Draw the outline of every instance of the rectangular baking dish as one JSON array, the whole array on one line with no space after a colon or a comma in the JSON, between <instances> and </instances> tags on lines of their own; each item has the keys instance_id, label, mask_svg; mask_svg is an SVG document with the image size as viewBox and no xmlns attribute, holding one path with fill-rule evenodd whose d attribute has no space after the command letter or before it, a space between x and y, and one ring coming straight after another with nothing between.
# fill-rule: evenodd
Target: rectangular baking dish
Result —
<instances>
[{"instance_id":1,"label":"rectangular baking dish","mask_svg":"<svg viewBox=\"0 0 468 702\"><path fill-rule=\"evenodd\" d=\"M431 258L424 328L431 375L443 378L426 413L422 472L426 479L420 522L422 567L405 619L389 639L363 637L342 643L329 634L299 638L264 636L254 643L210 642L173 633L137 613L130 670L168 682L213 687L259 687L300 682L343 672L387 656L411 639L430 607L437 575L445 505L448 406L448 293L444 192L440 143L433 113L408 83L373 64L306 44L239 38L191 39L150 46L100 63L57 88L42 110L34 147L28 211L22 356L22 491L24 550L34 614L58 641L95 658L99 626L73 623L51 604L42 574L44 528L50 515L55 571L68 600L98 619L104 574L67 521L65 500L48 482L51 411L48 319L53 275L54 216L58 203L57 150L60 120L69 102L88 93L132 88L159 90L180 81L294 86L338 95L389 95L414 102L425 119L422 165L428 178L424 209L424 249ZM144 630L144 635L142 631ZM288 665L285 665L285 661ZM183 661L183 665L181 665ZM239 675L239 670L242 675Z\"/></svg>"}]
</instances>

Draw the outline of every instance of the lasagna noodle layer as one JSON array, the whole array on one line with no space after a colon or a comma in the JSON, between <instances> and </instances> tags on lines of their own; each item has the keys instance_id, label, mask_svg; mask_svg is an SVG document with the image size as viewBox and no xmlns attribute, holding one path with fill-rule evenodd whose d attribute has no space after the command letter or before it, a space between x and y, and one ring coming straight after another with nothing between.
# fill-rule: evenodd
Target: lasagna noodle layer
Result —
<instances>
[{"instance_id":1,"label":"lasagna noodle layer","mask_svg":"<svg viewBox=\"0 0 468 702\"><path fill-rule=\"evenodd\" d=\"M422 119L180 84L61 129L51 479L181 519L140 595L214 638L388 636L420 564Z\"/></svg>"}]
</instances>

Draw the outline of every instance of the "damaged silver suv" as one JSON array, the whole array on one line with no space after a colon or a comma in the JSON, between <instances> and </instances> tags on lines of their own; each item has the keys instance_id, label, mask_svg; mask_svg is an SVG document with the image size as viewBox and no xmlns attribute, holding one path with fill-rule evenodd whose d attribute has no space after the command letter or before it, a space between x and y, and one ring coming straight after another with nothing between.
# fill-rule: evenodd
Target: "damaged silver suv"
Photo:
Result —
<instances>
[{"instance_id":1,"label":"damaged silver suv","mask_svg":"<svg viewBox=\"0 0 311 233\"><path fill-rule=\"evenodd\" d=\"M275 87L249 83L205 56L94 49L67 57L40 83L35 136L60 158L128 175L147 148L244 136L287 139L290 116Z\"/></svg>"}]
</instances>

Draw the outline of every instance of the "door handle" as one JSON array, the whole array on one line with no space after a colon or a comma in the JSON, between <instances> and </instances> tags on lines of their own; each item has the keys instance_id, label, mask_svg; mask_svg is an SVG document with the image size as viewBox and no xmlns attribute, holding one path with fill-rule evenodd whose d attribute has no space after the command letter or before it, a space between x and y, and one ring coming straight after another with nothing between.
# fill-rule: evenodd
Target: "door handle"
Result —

◇ ◇ ◇ ◇ ◇

# Written request:
Recopy the entries above in their entirety, exactly.

# Written response:
Draw the outline of every instance of the rectangular baking dish as one JSON array, the whole array on one line with no space after a colon or a comma in the JSON, between <instances> and </instances> tags on lines of their own; each item has the keys instance_id, label, mask_svg; mask_svg is an SVG document with the image size as viewBox and no xmlns attribute, holding one path with fill-rule evenodd whose d attribute has no space after the command letter or before it, a space between x and y, and one ring coming straight after another with nothing between.
# fill-rule: evenodd
Target: rectangular baking dish
Result —
<instances>
[{"instance_id":1,"label":"rectangular baking dish","mask_svg":"<svg viewBox=\"0 0 468 702\"><path fill-rule=\"evenodd\" d=\"M431 258L424 328L431 375L443 378L426 413L422 472L426 479L420 522L422 567L405 619L389 639L363 637L342 643L329 634L299 638L264 636L254 643L210 642L173 633L137 613L130 670L168 682L213 687L259 687L300 682L343 672L387 656L411 639L430 607L437 575L445 505L448 406L448 293L444 192L440 143L433 113L408 83L373 64L306 44L239 38L191 39L150 46L100 63L57 88L42 110L34 147L28 211L22 356L22 491L24 550L34 614L58 641L95 658L99 626L73 623L51 604L42 574L44 528L50 515L55 571L68 600L98 619L104 574L67 521L65 500L48 482L51 411L48 319L53 275L54 216L58 203L57 150L60 120L69 102L88 93L132 88L159 90L180 81L294 86L338 95L389 95L414 102L425 119L422 165L428 178L424 209L424 249ZM144 630L144 635L142 631ZM288 665L285 665L285 661ZM183 661L183 665L181 665ZM239 675L239 670L242 675Z\"/></svg>"}]
</instances>

Draw the outline of every instance of the lasagna noodle layer as one JSON array, the whole array on one line with no space after a colon or a comma in the JSON, between <instances> and </instances> tags on lines of their own; each item has the keys instance_id, label, mask_svg; mask_svg is an SVG document with the image size as viewBox and no xmlns attribute, holding one path with fill-rule evenodd whose d attribute has no space after the command letter or before it, a space between x and y, and one ring coming straight after another with nothing between.
# fill-rule: evenodd
Target: lasagna noodle layer
Result —
<instances>
[{"instance_id":1,"label":"lasagna noodle layer","mask_svg":"<svg viewBox=\"0 0 468 702\"><path fill-rule=\"evenodd\" d=\"M422 119L180 84L61 129L51 479L181 519L140 595L214 638L388 636L420 564Z\"/></svg>"}]
</instances>

Draw the outline of every instance of the "damaged silver suv" as one JSON array, the whole array on one line with no space after a colon or a comma in the JSON, between <instances> and </instances> tags on lines of their own; each item has the keys instance_id, label, mask_svg; mask_svg is an SVG document with the image size as viewBox and no xmlns attribute, holding one path with fill-rule evenodd whose d attribute has no space after the command letter or before it, a space between x and y, and one ring coming straight after another with nothing between.
# fill-rule: evenodd
Target: "damaged silver suv"
Photo:
Result —
<instances>
[{"instance_id":1,"label":"damaged silver suv","mask_svg":"<svg viewBox=\"0 0 311 233\"><path fill-rule=\"evenodd\" d=\"M275 87L249 83L205 56L94 49L67 57L40 83L35 136L60 158L128 175L147 148L244 136L287 139L290 116Z\"/></svg>"}]
</instances>

Draw the outline of every instance of the "door handle" as one JSON array, the whole array on one line with no space after a colon or a comma in the JSON, between <instances> and </instances> tags on lines of their own; each item has the keys instance_id, label, mask_svg; mask_svg is an SVG document with the image size as viewBox and no xmlns attribute, holding one path with fill-rule evenodd whose d attribute has no space after the command letter or before it, a space between x and y, and one ring coming straight after another with nothing between.
# fill-rule: evenodd
Target: "door handle"
Result —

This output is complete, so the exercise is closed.